Records to process →

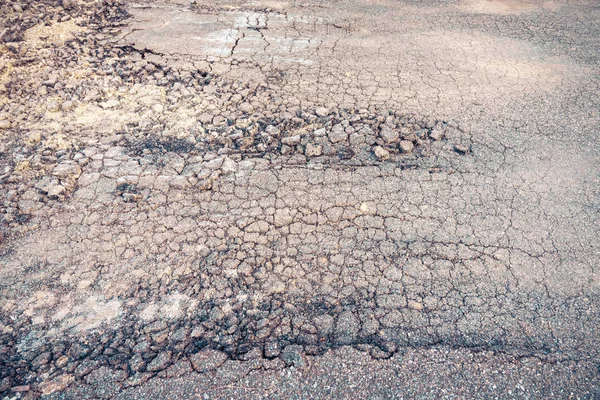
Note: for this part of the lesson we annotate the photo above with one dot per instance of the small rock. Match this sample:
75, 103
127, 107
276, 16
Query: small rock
160, 362
246, 108
320, 132
313, 150
65, 169
55, 191
272, 350
436, 134
322, 112
407, 146
461, 149
388, 134
291, 140
381, 153
207, 360
67, 105
292, 356
337, 134
229, 166
20, 389
52, 106
346, 328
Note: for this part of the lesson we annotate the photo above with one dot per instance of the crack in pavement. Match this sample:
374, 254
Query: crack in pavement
209, 206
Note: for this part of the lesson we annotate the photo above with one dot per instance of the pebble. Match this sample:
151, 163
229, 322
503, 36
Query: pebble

What this task involves → Please copy every line of the records above word for word, leaving out the pictures.

Problem solution →
Note: for this part of the lesson we annotate the photo above with one dot per instance of the small rock. Match this sample:
75, 103
127, 107
276, 16
Query: small rock
160, 362
246, 108
320, 132
313, 150
65, 169
55, 191
272, 350
436, 134
322, 112
407, 146
461, 149
388, 134
291, 140
381, 153
207, 360
67, 105
292, 356
337, 134
229, 166
20, 389
52, 106
346, 328
Note: for this part of the lesson we annotate the photo above with one dot per instance of the crack in pavement. Match this sample:
374, 254
Query: crack in pavement
209, 206
Note: for this part of the lesson we annotate the photo above with one dot per instance of the pebble. Match this sample:
151, 163
229, 322
503, 36
Query: pebble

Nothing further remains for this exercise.